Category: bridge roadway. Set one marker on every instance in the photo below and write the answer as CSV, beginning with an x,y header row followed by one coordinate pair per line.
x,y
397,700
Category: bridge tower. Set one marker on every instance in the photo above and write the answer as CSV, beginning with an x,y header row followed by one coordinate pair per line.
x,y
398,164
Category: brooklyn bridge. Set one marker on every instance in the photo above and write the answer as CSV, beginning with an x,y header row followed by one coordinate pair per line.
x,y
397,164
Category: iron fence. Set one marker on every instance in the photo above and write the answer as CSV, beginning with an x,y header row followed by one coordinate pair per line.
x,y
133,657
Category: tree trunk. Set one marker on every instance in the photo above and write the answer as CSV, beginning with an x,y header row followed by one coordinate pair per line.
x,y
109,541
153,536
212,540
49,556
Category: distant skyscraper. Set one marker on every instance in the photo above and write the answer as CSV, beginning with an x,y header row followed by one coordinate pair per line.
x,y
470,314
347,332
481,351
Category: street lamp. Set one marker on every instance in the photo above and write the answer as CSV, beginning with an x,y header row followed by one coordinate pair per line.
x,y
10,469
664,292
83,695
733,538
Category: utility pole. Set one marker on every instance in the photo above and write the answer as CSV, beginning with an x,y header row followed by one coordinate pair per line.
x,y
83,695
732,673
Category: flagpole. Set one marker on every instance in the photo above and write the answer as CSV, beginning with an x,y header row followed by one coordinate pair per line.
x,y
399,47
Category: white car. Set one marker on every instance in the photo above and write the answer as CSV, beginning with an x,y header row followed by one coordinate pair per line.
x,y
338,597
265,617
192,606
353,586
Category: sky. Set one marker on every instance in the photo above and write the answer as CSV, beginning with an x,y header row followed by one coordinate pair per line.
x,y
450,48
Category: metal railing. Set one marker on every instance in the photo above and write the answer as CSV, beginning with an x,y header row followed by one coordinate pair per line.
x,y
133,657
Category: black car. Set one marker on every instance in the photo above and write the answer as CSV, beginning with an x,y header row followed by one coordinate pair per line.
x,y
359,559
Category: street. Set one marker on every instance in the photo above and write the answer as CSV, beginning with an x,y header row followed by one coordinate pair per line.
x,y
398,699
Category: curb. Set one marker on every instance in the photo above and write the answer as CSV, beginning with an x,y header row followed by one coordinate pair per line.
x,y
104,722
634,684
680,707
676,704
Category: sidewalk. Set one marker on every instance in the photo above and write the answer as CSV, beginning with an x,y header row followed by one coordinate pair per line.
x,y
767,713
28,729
◆ ◆ ◆ ◆
- **THE TASK**
Every line must be copied exactly as it stands above.

- **SOLUTION TO THIS PROBLEM**
Category: bridge roadway. Set one marker on every instance in the photo below and write the answer as CSV, beginning with an x,y header row followed by one coordinate pair per line.
x,y
397,700
Category: bridge tower. Set one marker on every instance in the photo above and write the answer as CSV, beginning with an x,y header row followed by one coordinate pair per line.
x,y
398,164
Category: brooklyn bridge. Set one marker on every instance in the photo above and write the answer as CSV, beginning with an x,y header row followed by one coordinate pair per line.
x,y
397,164
Category: iron fence. Set one marker on every instance in the photo above and write the answer as CSV, beginning with an x,y header row followed by one coordinate pair per line.
x,y
133,657
Category: tree trunk. Set one marker on every instance in the photo above and write the answer as CSV, beginning with an x,y header row followed by one coordinate pair per line.
x,y
109,541
153,536
212,540
49,556
Category: distant skyscraper. Set one marker on every instance in the photo above and write the answer as CSV, beginning with an x,y header row followed by one coordinate pair per line.
x,y
470,314
347,332
481,351
Category: street lamp. Set one marker on every instance in the photo above and write the answer as CSV, beginning with an x,y header row followed by one coordinate pair per line.
x,y
10,469
664,292
83,695
733,538
Category: utility pole. Set one marker on every instance in the photo above and write the answer as CSV, beginning with an x,y header row followed by one coordinate pair per line.
x,y
83,695
732,673
Category: flagpole. Set one marker on every instance in the photo above and write the answer as CSV, beginning with an x,y header row followed by one coordinate pair per line.
x,y
399,47
Category: white car. Set one marker on every instance in the photo above and write the answer as CSV, beginning with an x,y header row followed by one coordinate pair per line.
x,y
338,597
265,617
192,606
353,586
Category: sky. Set one marker on every instance in the photo above and write the answer as CSV, beginning with an x,y header row followed by one coordinate pair per line.
x,y
450,48
Category: metal railing. Set one marker on every instance in the photo above and write the answer as CSV, beginning with an x,y header row followed by one coordinate pair per line.
x,y
133,657
Category: black car. Set one marker on every instance in the photo above and write the answer as CSV, beginning with an x,y header row followed by one coordinate pair per line.
x,y
359,559
Category: street. Set one marker on every instance in the photo above and write the answer as CSV, beginning with an x,y header row followed by one coordinate pair per line.
x,y
398,699
Category: curb. Set one marker on every instance in the photo above and write the answer as CSV, beginning with an x,y header row followed by one coordinate pair per line.
x,y
104,722
634,684
680,707
676,704
Category: sidewalk. Set one marker on every instance in the photo above and write the answer as CSV, beginning with an x,y header row followed by one coordinate pair per line.
x,y
767,713
28,729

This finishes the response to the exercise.